WHAT THIS EXERCISE ASKS:
A. Determine whether each statement below agrees with the article on social innovation in organizations. Answer yes or no for each, and quote the words of the article that decide it.
(i) The author put the question only to nonprofit organizations.
(ii) The author acknowledges that some organizations feel pressure to include new trends in their grant applications.
(iii) The author describes the article itself as being about why rather than how.
B. Continue the article on integrating social innovation in organizations, beginning after its final sentence.

By Tori D'Avella
In my time as an ABSI Connect fellow, I went around Calgary asking a broad question: What can organizations — for profit and nonprofit — do to integrate, support and practice social innovation? I spoke with organizations interested in, but struggling to do this and others who successfully integrate social innovation in the bedrock of their organization. This post reflects and honours their learning (and mine) about what it takes for an organization to embrace and integrate social innovation.
Sit with the WHY.
Why does your organization care about social innovation? Why does your organization want to integrate social innovation?
Does it want to use it as an approach? Turn the mission on its head? Use social innovation as a craft or lens for a certain challenge? Start something socially innovative? Affect policy? Work in the system in a new way with more partners? Get more funding? (Yes, that last one is provocative, but the reality is that some organizations do feel pressure to incorporate new trends into their grant applications).
So often, we start with how (even this article is about how). The question of how limits us. By asking how, “we risk overvaluing what is practical and doable and postpone the questions of larger purpose and collective well being” (Block, 2003, pp. 2). Instead, I invite you to ask: why?

THE DATA:
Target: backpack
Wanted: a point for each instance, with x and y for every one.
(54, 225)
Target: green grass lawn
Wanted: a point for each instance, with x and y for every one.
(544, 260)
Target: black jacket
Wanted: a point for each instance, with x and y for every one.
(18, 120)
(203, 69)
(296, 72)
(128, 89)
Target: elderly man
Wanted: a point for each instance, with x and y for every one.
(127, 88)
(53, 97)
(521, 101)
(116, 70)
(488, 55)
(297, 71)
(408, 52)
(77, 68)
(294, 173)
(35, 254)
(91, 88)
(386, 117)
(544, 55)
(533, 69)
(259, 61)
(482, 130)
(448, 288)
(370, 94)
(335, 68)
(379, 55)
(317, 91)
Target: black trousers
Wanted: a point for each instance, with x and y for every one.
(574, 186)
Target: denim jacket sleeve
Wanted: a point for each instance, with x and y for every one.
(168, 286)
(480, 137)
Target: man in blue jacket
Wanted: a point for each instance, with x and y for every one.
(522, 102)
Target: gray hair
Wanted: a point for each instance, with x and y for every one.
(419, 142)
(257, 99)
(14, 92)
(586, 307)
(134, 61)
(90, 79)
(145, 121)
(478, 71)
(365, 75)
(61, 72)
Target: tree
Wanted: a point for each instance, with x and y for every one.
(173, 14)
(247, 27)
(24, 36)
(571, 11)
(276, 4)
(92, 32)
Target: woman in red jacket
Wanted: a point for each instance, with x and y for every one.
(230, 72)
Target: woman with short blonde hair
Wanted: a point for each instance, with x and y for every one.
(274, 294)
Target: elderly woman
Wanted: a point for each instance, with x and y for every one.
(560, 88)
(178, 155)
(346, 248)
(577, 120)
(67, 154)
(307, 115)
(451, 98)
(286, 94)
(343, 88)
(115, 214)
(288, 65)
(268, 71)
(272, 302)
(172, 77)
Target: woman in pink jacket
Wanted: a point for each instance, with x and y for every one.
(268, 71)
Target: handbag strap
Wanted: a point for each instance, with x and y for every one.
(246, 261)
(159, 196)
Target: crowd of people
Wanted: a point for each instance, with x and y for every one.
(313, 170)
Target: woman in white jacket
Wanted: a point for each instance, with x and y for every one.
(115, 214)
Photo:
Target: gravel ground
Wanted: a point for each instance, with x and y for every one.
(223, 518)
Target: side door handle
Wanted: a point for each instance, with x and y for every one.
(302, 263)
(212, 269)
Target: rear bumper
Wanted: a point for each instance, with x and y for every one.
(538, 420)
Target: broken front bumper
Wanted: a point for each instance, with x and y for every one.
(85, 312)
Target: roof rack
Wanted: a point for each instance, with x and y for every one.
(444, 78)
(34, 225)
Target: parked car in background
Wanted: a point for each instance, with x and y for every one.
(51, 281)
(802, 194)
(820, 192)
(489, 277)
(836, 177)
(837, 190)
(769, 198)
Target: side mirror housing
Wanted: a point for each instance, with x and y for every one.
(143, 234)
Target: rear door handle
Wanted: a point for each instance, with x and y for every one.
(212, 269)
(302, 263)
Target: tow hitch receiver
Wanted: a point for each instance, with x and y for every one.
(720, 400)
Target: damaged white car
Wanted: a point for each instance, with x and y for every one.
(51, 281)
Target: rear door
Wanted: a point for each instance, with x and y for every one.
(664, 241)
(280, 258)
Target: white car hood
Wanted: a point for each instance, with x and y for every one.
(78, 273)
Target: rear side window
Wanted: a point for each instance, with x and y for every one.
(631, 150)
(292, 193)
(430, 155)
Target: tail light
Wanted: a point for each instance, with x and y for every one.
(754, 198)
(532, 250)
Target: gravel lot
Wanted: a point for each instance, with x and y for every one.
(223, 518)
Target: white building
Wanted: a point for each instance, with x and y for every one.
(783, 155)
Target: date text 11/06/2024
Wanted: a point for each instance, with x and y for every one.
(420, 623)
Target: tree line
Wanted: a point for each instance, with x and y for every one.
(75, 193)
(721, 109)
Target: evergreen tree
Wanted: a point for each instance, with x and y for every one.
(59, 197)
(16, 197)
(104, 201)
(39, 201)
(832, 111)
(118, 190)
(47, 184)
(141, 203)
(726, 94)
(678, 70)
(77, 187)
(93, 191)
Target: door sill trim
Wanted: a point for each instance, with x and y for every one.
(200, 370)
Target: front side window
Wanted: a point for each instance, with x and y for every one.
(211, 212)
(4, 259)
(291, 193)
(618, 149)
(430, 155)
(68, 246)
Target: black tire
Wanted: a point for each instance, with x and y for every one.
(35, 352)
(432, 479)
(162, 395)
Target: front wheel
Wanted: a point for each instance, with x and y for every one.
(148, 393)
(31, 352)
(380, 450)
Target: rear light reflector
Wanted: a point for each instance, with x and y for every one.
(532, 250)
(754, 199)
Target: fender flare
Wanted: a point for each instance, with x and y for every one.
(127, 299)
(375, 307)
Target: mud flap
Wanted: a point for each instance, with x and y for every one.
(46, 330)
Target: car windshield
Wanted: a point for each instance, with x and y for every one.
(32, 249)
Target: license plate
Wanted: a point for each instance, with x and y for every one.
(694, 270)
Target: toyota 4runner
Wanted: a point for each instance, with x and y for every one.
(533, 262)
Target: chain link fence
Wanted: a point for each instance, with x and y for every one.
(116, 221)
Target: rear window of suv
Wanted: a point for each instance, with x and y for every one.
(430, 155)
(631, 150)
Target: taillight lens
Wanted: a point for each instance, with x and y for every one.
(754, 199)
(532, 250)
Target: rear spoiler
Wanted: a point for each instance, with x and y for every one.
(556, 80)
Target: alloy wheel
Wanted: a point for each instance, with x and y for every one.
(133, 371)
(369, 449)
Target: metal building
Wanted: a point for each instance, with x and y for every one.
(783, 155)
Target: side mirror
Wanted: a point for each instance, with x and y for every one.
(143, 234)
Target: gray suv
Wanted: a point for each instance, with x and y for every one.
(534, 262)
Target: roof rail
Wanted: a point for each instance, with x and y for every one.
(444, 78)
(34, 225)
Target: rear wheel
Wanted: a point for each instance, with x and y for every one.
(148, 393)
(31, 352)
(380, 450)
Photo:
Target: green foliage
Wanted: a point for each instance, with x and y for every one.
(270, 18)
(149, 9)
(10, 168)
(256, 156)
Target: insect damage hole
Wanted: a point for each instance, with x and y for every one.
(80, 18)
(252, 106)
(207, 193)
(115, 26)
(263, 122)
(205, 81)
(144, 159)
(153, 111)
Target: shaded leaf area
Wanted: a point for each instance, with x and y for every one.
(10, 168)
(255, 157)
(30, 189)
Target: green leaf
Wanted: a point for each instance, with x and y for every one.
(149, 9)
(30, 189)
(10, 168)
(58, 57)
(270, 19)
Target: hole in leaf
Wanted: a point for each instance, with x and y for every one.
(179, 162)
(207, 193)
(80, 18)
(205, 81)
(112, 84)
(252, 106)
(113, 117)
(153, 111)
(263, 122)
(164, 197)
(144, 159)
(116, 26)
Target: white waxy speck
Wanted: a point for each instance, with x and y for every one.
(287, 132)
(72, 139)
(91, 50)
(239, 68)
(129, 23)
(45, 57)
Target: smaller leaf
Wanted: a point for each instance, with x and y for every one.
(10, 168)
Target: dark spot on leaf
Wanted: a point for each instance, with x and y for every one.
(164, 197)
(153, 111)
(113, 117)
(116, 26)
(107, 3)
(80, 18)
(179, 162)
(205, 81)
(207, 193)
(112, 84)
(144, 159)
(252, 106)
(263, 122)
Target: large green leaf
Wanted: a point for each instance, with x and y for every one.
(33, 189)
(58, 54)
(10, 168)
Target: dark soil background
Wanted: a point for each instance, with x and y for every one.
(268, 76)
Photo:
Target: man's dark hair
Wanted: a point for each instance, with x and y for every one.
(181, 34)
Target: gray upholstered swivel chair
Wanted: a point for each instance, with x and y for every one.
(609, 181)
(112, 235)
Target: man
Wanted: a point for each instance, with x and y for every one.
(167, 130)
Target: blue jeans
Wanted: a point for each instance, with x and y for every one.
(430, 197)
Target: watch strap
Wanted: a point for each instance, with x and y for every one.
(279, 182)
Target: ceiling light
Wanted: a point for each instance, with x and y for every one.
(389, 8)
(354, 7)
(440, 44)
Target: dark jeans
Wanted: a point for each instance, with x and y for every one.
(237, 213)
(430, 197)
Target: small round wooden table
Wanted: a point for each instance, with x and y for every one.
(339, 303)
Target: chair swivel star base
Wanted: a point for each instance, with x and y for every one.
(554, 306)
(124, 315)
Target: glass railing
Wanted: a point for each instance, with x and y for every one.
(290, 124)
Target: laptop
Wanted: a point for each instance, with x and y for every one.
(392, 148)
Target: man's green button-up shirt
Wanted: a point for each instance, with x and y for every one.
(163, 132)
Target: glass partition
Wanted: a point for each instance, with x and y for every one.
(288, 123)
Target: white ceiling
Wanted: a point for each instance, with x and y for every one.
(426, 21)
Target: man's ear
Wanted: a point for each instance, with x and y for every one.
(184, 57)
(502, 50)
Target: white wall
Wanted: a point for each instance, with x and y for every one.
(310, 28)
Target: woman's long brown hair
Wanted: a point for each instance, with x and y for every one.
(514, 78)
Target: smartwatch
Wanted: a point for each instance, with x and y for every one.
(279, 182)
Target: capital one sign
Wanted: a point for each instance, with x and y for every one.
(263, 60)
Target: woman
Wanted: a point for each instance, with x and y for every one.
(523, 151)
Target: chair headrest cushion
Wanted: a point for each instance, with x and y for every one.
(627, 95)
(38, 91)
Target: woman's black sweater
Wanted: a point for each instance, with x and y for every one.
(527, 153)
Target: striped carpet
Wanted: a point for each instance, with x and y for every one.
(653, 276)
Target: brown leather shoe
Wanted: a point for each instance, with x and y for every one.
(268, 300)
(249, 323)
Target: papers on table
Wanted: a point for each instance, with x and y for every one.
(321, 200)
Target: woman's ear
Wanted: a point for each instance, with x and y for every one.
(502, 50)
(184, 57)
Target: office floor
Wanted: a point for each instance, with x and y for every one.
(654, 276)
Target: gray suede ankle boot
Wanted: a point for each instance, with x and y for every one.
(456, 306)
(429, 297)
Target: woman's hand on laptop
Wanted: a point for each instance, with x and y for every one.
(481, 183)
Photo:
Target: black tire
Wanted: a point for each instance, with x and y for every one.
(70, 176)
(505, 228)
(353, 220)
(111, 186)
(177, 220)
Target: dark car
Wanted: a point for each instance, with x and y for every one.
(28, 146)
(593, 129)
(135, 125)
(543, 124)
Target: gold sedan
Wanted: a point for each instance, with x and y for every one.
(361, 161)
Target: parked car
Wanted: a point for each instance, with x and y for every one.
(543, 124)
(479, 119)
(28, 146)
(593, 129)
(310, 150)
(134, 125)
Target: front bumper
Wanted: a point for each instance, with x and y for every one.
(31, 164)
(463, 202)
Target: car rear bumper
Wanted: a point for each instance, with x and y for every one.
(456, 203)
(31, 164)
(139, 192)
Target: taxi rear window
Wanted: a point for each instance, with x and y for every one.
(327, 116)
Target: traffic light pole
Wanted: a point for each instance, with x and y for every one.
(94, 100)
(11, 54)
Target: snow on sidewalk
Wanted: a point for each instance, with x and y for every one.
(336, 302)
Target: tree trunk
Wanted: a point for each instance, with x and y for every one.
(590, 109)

ANSWERS TO THE EXERCISES:
A.
(i) No: "What can organizations — for profit and nonprofit — do to integrate, support and practice social innovation?"
(ii) Yes: "some organizations do feel pressure to incorporate new trends into their grant applications"
(iii) No: "even this article is about how"

B.
Why invites discovery over speculation — discovery of our own assumptions underlying our thinking, doing and decisions. Opening ourselves to this type of discovery creates an opportunity for challenging assumptions and decisions. These assumptions and decisions are part of the status quo, part of the way things are. To recognize ourselves and our organizations as part of the status quo gives us the freedom to identify and act on change that matters.
It is not always easy to understand why, but it is always revealing. A simple, powerful exercise for discussion here could be the “Five Whys,” which can deepen understanding of intention and biases when approaching something new. It can also help uncover root cause and the symptoms surrounding it. Five Whys comes out of design thinking, from Sakichi Toyoda, who encouraged discovery over speculation (Ohno, 1978).
Common Language
How we talk about social innovation was an important theme from our Phase 1 Fellows. As a Phase 2 Fellow, I can’t say I saw much more convergence around a definition of social innovation in Alberta, but I did notice people and organizations acknowledging that it is important to understand what each other mean when they say social innovation.
In the Phase 1 Report, the Fellows suggested that organizations assess where their actions fit along a continuum and identify whether they want to stay where they are or shift.
Paying attention to language, scope and practice in this way is formative. Individuals define terms like innovation in completely different ways. One may be talking about transformative change, another might be talking about invention and so on and so forth. When we discuss the differences and move towards developing common language, we bind, shape and define what we are trying to achieve.
Developing collective meaning of the language we use is a scoping and defining discussion. Similar to the concept that knowledge is power, the understanding of language holds power. Language has different history and different meaning to different people. Language can exclude and include people. So, we can foster inclusion and ownership when we develop common language and meaning of that language.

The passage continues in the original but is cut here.